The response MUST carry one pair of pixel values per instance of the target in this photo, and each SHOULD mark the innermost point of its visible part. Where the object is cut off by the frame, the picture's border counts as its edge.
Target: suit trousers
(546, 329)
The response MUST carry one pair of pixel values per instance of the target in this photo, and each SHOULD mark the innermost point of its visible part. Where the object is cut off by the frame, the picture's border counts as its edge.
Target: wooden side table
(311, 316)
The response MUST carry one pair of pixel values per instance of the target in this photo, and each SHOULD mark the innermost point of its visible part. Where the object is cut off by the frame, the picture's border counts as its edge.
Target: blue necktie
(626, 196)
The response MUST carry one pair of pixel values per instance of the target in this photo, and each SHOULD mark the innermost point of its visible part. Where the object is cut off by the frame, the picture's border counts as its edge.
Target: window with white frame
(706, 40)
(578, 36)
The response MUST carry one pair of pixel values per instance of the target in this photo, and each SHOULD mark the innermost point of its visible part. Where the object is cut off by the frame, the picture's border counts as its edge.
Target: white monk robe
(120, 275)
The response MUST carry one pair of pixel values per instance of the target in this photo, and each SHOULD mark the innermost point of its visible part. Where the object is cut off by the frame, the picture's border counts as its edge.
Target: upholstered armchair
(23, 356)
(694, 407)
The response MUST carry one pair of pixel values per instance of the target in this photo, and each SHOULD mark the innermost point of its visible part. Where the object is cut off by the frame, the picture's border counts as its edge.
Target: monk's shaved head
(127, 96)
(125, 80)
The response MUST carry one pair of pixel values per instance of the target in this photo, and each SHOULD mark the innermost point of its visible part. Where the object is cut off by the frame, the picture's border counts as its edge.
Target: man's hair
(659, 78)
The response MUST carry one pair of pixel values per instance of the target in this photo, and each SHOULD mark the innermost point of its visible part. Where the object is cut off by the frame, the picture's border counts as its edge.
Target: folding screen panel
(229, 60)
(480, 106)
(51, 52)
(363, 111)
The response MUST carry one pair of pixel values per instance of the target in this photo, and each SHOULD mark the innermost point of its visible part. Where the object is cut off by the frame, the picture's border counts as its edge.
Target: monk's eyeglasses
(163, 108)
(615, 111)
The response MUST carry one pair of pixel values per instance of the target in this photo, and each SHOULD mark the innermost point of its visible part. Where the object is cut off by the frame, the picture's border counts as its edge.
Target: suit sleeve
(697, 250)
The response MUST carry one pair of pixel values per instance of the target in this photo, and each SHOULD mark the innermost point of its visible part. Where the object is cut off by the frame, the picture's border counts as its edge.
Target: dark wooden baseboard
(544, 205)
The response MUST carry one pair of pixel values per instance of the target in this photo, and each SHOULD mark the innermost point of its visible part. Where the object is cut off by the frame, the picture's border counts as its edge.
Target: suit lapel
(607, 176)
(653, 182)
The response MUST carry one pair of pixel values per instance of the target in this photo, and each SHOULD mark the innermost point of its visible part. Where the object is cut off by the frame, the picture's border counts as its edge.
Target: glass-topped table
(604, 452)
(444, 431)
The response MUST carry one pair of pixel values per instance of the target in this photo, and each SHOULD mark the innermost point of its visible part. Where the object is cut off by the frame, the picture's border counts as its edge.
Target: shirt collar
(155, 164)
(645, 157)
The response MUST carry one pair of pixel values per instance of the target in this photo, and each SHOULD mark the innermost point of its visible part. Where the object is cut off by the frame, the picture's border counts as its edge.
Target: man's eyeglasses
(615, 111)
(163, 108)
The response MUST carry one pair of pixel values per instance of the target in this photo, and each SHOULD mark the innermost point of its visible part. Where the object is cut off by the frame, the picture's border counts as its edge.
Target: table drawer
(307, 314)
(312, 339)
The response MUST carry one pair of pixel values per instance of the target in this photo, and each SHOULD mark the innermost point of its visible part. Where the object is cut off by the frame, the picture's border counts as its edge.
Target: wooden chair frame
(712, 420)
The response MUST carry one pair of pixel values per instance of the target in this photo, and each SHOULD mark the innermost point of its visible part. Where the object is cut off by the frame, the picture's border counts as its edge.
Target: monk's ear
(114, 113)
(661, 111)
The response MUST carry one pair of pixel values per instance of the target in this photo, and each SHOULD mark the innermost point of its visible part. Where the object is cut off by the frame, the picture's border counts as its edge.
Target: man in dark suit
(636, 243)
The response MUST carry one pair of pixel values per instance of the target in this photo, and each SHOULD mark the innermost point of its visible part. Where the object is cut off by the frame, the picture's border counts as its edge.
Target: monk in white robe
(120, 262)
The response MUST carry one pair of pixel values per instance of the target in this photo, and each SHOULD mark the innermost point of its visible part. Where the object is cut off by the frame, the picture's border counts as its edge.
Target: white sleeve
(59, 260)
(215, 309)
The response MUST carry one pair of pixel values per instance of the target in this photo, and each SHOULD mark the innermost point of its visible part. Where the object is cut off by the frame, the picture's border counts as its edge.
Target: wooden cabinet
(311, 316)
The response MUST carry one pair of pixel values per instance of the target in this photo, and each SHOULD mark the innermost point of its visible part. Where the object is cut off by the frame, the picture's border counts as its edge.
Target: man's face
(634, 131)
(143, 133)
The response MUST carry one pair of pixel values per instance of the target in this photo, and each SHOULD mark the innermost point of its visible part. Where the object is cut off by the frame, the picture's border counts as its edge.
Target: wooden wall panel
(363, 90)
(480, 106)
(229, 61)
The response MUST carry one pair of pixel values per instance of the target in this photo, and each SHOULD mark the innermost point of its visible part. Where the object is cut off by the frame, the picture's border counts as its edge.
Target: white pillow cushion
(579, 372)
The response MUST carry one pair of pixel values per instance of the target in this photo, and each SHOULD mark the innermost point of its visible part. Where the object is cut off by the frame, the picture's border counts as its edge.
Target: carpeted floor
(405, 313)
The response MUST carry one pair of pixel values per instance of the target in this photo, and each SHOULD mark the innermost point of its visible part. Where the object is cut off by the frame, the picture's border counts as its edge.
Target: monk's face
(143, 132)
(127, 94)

ABOUT THIS EXERCISE -
When you repeat the data, keep each line exactly as given.

SOLUTION TO THIS EXERCISE -
The response MUST carry one pair of pixel values per instance of the target in this photo, and each SHOULD mark the innermost point of its visible part. Where the object is cut off by the frame, the picture's border counts as its edge.
Target: suit trousers
(546, 329)
The response MUST carry one pair of pixel values per instance of the target in this photo, and each SHOULD mark the innermost point of its visible part. Where the object is cut off by the frame, the picture's border counts as its edge.
Target: wooden side table
(311, 316)
The response MUST carry one pair of pixel values per instance of the target in this photo, and each SHOULD mark the innermost point of its visible part. Where the object is cut off by the frame, the picture's border counts as its edge.
Target: blue necktie
(626, 196)
The response MUST carry one pair of pixel values per instance of the target in this photo, and each SHOULD mark the innermost point of its visible part. Where the object is cut off by the frame, the picture's border counts as its edge.
Target: window with white frame
(706, 40)
(578, 36)
The response MUST carry one pair of pixel values per instance of the target in this photo, and each SHOULD mark the innermost point of its visible part. Where the object is cut off by the frame, the picture's border counts as its edge.
Target: white monk robe
(120, 275)
The response MUST carry one pair of pixel values per instance of the target in this photo, and each SHOULD mark the innermost point of its visible part. Where the object is cut off by the frame, the picture's border counts as its edge.
Target: upholstered armchair
(23, 356)
(694, 407)
The response MUST carry one pair of pixel values per instance of the target in this photo, and each SHOULD mark the innermost point of its visible part. Where the object is cut off by the frame, the picture's border counts as its edge.
Target: monk's shaved head
(127, 96)
(125, 80)
The response MUST carry one pair of pixel values per instance of the target in this photo, and each SHOULD mark the innermost point of its visible part. Where the object is cut off by the frame, the picture's border counts as its edge.
Target: man's hair
(659, 78)
The response MUST carry one pair of pixel values per instance of the target in this photo, and each SHOULD mark the innermost point of its visible part. Where the object is cut off by the frame, the picture's border counts as its edge.
Target: folding screen panel
(229, 60)
(480, 106)
(51, 52)
(363, 111)
The response MUST carry one pair of pixel values per instance of the target in this photo, and each SHOULD mark the innermost point of its visible part. Where the object is cut off by the frame, the picture's border counts as its edge.
Target: monk's eyeglasses
(163, 108)
(615, 111)
The response MUST carry one pair of pixel values per instance of the target in this photo, and each SHOULD mark the innermost point of its visible part. Where the object is cut off by the frame, the picture's border counts as its edge.
Target: suit sleeve
(697, 250)
The response MUST carry one pair of pixel values per instance of the target in this photo, and each SHOULD mark the innermost point of its visible part. Where the object is cut off by the frame, the picture's border counts as its edge.
Target: dark wooden baseboard
(544, 205)
The response MUST carry one pair of pixel values per instance of the target in this photo, and each SHOULD mark the innermost point of its visible part. Where the object is cut off by the frame, the picture's border counts as its edge.
Target: suit lapel
(607, 176)
(653, 182)
The response MUST carry one pair of pixel values per instance of the target in this photo, and each SHOULD mark the innermost point of its visible part. Where the object is cut off by the frame, the picture's border counts as its edge.
Target: glass-topped table
(604, 452)
(444, 431)
The response MUST carry one pair of pixel values per instance of the target in this photo, and each SHOULD mark the innermost point of its visible part. Where the object is cut off by the frame, the picture's border counts as its edge.
Target: shirt collar
(155, 164)
(645, 157)
The response MUST carry one pair of pixel values per instance of the target in this photo, and each SHOULD mark the innermost point of its visible part. Where the object is cut off by the frame, the picture's border counts as its edge.
Target: man's eyeglasses
(615, 111)
(163, 108)
The response MUST carry one pair of pixel values per instance of the target in this photo, and each SHOULD mark the innermost point of its visible part. Where the object is cut off by the frame, the picture's border counts as its edge.
Target: table drawer
(307, 314)
(312, 339)
The response MUST carry one pair of pixel values per instance of the target in this photo, and each SHOULD mark the innermost point of its visible part. Where the object is cut off by the frame, the picture's border counts as its edge.
Target: wooden chair frame
(712, 420)
The response MUST carry one pair of pixel values per instance of the target in this photo, and each SHOULD mark the innermost point of its visible part. Where the object is cut off by the frame, the picture's border counts as its edge.
Target: monk's ear
(114, 113)
(661, 111)
The response MUST carry one pair of pixel values per instance of the target in this photo, and each SHOULD mark the innermost point of its visible part. Where the object is cut off by the frame, the picture's border counts as its edge.
Target: man in dark suit
(636, 243)
The response MUST carry one pair of pixel values per instance of the target in this photo, and each SHOULD mark the innermost point of its visible part. Where the object is cut off by the frame, the picture's border counts as its edge.
Target: monk in white robe
(120, 262)
The response MUST carry one pair of pixel values per instance of the target in this photo, and each SHOULD mark the innermost point of its visible part. Where the object is cut off by the frame, the picture's border counts as its edge.
Target: white sleeve
(59, 260)
(215, 309)
The response MUST carry one pair of pixel values per instance of the target in this photo, and each SHOULD mark the innermost point of its visible part. Where the object is cut off by the frame, the picture's border counts as its edge.
Target: wooden cabinet
(311, 316)
The response MUST carry one pair of pixel values per instance of the target in this photo, and each SHOULD mark the innermost point of its visible part. Where the object is cut off by the frame, the picture's border counts as its edge.
Target: man's face
(634, 131)
(143, 133)
The response MUST carry one pair of pixel values per instance of the target in this photo, and each SHOULD mark the innermost point of its visible part. Where the object is cut off by the frame, the picture's border counts as its edge.
Target: wooden wall panel
(363, 90)
(480, 106)
(229, 61)
The response MUST carry one pair of pixel values per instance of the target in this photo, and each SHOULD mark the innermost point of its visible part. Where the object is cut off by the frame, the picture's border counts as its edge.
Target: white pillow cushion
(579, 372)
The response MUST carry one pair of pixel values per instance of the target in this photo, and each SHOULD mark the innermost point of its visible part. Where the object is cut off by the frame, the picture's border counts as its edge.
Target: carpeted floor
(405, 313)
The response MUST carry one pair of pixel values per instance of the target in this photo, and each SHOULD mark the innermost point of its visible part. Where the object is cut off by the frame, the picture's border counts as its edge.
Target: monk's face
(143, 132)
(127, 94)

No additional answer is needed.